*WORK TO DO:* Copy each of the rows below line for line, changing no character.
# # #
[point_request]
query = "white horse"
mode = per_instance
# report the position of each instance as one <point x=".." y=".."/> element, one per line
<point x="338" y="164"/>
# # #
*EXERCISE OUTPUT:*
[point_request]
query = "white horse"
mode = per_instance
# report the position of each instance as one <point x=".." y=".."/> element, one per line
<point x="338" y="164"/>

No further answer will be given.